(Segmentation labeling records)
%%

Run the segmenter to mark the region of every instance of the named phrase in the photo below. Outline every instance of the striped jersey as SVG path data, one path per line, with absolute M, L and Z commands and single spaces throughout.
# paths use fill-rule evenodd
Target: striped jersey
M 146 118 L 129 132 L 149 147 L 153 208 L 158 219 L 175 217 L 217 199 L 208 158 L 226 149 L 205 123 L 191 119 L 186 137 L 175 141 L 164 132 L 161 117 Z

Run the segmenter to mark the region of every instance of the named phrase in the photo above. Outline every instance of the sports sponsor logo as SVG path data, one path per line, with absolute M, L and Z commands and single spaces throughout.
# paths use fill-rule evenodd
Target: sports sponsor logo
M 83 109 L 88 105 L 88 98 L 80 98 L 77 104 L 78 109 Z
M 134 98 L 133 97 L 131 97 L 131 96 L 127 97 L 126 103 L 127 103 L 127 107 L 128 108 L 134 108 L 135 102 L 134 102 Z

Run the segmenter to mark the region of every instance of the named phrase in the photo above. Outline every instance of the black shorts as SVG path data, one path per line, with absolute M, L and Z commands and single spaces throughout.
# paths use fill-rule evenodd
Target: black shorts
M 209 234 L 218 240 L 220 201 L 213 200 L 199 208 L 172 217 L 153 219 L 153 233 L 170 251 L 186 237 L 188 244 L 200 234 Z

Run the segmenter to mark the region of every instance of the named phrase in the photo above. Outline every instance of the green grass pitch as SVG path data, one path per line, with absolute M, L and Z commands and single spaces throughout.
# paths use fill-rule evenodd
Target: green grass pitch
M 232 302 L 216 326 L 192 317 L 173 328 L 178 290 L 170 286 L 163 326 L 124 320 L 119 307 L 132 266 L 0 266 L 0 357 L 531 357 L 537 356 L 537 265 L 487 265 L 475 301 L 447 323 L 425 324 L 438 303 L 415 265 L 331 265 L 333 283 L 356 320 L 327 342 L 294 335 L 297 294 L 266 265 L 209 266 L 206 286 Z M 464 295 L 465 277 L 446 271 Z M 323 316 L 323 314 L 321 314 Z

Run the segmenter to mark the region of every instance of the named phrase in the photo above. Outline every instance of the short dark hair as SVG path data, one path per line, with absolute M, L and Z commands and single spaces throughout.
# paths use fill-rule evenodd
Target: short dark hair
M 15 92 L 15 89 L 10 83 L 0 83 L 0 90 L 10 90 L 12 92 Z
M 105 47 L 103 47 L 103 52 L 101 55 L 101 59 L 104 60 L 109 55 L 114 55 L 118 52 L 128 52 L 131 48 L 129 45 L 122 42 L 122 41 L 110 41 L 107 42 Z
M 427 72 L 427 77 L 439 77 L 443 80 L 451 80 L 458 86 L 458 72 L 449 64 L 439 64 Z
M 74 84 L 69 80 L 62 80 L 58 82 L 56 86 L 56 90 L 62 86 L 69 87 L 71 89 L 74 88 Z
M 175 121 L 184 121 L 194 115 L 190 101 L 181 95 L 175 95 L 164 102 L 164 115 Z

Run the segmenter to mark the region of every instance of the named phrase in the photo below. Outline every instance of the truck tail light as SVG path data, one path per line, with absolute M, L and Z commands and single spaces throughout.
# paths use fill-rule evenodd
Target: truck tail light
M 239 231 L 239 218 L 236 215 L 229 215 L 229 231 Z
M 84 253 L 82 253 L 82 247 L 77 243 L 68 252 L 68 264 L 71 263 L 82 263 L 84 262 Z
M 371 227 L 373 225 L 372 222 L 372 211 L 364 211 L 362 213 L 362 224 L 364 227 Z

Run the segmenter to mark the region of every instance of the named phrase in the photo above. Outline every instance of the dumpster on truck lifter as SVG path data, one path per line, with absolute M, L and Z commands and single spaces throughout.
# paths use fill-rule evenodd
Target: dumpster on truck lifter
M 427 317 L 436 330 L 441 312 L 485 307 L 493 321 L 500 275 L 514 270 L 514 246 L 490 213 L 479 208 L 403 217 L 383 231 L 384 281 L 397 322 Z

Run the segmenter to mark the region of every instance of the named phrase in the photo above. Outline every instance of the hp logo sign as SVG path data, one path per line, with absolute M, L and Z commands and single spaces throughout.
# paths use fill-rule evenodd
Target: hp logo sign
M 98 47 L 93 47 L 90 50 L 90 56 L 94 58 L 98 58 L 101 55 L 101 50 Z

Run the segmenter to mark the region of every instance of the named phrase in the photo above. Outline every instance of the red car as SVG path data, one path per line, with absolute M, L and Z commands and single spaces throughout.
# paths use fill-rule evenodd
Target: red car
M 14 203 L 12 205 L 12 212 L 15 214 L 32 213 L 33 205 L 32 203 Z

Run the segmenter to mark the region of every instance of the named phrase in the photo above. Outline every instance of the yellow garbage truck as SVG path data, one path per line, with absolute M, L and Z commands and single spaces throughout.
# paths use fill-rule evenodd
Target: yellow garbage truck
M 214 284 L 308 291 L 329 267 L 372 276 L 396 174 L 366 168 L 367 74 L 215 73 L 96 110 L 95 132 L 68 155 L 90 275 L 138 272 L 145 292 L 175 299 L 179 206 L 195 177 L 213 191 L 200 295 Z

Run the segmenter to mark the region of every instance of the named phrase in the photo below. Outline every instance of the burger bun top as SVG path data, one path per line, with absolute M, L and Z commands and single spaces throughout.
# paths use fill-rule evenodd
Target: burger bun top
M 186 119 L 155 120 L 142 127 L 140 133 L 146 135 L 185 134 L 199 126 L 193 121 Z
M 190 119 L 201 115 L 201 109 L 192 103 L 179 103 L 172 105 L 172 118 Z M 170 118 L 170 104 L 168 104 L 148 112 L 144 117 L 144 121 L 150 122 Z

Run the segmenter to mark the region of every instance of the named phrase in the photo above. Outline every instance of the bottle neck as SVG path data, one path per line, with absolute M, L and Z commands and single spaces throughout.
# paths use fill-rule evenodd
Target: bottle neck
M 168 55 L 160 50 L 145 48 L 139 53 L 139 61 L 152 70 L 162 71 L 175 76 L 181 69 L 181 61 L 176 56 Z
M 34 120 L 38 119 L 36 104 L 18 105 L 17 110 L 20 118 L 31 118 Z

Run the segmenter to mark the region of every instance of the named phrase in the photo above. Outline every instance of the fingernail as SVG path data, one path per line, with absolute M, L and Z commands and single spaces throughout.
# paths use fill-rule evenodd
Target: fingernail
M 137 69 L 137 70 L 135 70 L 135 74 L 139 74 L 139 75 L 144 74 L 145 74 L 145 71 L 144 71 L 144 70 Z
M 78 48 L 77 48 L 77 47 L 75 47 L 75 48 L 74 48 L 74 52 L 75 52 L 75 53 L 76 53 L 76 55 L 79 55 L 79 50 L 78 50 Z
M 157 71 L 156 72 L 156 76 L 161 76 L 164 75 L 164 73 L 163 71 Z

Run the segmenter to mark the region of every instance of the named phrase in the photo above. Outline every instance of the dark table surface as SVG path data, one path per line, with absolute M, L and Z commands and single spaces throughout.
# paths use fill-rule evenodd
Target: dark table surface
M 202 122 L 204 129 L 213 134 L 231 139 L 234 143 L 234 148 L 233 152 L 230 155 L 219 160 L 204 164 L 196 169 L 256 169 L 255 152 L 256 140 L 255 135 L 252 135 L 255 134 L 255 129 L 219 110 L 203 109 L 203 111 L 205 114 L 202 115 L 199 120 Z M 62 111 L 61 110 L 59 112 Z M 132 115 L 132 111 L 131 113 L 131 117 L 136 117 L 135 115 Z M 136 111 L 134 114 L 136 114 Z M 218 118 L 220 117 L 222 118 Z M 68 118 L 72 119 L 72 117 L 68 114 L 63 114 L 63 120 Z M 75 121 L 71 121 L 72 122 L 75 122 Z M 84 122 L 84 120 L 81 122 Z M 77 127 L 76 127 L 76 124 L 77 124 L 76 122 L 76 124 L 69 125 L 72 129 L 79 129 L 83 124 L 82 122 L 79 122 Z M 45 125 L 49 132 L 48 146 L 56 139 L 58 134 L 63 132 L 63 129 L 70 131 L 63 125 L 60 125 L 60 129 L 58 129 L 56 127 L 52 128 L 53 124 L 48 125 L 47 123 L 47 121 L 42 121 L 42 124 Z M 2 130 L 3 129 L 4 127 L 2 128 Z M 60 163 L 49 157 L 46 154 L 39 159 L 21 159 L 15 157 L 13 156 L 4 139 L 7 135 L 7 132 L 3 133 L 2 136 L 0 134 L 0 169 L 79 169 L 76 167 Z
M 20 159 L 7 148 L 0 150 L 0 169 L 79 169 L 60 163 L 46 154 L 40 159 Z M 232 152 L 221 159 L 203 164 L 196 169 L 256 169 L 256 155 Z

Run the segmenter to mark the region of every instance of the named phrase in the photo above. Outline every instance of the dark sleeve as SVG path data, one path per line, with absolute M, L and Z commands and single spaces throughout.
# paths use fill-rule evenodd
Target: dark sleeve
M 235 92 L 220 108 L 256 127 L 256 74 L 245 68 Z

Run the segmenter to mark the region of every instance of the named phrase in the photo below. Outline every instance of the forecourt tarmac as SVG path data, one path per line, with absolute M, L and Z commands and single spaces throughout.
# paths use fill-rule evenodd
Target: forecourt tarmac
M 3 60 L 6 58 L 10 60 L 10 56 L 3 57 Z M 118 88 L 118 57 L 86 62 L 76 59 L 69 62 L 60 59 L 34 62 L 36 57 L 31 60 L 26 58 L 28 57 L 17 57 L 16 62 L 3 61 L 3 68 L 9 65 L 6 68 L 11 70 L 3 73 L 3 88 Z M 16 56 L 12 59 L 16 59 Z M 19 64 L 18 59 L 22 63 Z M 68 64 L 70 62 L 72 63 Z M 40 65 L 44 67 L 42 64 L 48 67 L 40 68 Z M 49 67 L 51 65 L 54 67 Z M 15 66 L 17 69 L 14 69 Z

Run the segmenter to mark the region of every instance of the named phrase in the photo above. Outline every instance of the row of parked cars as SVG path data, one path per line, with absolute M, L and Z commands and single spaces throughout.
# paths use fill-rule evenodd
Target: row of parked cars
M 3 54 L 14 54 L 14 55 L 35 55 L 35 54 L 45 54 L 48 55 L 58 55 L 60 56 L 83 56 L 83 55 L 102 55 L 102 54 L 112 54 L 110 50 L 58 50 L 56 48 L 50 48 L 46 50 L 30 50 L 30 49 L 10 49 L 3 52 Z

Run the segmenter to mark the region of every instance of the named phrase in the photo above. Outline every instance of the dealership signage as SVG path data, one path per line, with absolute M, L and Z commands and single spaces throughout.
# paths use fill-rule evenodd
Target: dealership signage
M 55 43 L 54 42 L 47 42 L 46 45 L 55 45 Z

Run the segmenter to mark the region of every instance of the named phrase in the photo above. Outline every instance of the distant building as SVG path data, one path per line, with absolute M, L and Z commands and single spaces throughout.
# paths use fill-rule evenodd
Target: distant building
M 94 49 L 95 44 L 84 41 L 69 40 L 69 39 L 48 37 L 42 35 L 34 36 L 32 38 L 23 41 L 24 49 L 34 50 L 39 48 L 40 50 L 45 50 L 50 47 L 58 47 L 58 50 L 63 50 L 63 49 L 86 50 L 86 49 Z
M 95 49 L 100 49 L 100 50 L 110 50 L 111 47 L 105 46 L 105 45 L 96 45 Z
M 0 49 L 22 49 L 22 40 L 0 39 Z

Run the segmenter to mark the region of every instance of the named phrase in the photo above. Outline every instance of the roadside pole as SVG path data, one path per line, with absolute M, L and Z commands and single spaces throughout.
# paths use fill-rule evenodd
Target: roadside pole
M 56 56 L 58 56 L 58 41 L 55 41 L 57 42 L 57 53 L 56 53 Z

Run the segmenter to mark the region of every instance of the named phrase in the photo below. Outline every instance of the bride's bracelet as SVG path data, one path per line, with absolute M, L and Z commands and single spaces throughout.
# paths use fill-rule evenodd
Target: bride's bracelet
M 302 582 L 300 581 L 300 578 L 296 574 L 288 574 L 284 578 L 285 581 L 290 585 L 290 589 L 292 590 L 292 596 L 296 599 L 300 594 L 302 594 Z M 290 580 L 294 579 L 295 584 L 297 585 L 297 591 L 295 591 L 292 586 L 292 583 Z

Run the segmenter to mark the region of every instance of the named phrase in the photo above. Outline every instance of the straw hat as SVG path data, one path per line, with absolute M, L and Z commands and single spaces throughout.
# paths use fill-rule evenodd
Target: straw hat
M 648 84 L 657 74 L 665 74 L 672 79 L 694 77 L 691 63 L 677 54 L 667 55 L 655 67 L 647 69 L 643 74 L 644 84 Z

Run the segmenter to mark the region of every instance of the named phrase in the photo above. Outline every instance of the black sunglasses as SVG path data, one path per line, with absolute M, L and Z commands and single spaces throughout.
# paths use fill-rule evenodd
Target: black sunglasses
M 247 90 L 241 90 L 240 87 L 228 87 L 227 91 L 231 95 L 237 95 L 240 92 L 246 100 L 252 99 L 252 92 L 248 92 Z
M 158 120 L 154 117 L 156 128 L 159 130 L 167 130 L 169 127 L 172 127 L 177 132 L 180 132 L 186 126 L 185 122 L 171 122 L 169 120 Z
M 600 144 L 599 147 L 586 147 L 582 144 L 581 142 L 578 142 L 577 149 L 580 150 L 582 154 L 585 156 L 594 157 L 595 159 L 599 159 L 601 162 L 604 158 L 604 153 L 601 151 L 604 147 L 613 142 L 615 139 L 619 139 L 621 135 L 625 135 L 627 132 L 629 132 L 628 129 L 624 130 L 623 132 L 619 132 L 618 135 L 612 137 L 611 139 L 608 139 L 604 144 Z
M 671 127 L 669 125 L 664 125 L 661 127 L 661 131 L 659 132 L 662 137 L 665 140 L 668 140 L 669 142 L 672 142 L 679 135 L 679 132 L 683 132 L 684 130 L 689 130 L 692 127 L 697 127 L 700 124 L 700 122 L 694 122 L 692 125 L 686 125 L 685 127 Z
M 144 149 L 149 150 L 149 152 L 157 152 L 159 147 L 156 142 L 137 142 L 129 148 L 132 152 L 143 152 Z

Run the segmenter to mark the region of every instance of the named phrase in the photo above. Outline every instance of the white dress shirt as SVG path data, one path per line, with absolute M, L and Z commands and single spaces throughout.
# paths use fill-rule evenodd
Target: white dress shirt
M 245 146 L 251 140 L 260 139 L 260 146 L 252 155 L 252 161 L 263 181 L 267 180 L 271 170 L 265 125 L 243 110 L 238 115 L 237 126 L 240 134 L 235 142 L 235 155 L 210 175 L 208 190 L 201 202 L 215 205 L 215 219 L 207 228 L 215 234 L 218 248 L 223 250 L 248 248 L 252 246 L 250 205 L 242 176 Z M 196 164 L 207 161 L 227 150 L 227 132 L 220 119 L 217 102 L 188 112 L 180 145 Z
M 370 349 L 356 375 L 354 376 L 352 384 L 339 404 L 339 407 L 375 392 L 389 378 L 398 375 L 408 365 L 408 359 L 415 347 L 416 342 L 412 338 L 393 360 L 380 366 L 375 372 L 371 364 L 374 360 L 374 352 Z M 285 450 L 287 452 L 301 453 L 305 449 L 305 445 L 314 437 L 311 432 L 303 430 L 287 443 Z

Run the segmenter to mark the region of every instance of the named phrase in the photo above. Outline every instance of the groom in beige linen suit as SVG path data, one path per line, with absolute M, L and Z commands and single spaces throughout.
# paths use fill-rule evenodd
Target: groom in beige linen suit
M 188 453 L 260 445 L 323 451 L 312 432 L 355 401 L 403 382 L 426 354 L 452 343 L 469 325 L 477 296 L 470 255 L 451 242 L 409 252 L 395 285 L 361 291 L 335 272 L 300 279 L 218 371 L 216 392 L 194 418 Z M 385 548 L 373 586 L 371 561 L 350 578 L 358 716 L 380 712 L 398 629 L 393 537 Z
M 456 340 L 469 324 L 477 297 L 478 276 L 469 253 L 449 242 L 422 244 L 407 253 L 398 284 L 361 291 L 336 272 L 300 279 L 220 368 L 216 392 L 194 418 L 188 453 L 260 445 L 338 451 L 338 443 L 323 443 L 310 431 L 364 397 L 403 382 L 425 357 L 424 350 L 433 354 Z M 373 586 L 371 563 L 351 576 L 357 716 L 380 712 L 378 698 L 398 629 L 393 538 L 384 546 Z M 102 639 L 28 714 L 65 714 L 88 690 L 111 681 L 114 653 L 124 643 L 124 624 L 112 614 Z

%%

Reproduce as a numbered list the lines of the records from the line containing "of the groom" through the last line of the records, both included, omitting any blank lines.

=== Written answer ===
1. Run the segmenter to mark the region of every instance of the named phrase in the photo above. Outline every instance of the groom in beige linen suit as SVG path data, one path per line, with absolute M, L and Z commands and single spaces throughout.
2. # paths use fill-rule evenodd
3. Target: groom in beige linen suit
4. M 188 453 L 260 445 L 323 451 L 312 432 L 355 401 L 403 382 L 426 354 L 452 343 L 469 325 L 477 296 L 470 255 L 451 242 L 409 252 L 395 285 L 361 291 L 335 272 L 300 279 L 218 371 L 216 392 L 194 418 Z M 385 548 L 373 586 L 371 561 L 350 578 L 358 716 L 380 712 L 398 629 L 393 537 Z
5. M 456 340 L 469 324 L 477 297 L 478 276 L 469 253 L 449 242 L 422 244 L 407 253 L 398 284 L 361 291 L 336 272 L 300 279 L 220 368 L 216 392 L 194 418 L 188 453 L 260 445 L 338 451 L 338 443 L 323 443 L 310 431 L 364 397 L 403 382 L 425 357 L 424 350 L 433 354 Z M 373 586 L 371 563 L 351 576 L 357 716 L 380 712 L 378 698 L 398 629 L 393 538 L 384 546 Z M 102 639 L 28 714 L 65 714 L 88 690 L 111 681 L 114 653 L 124 643 L 124 624 L 112 614 Z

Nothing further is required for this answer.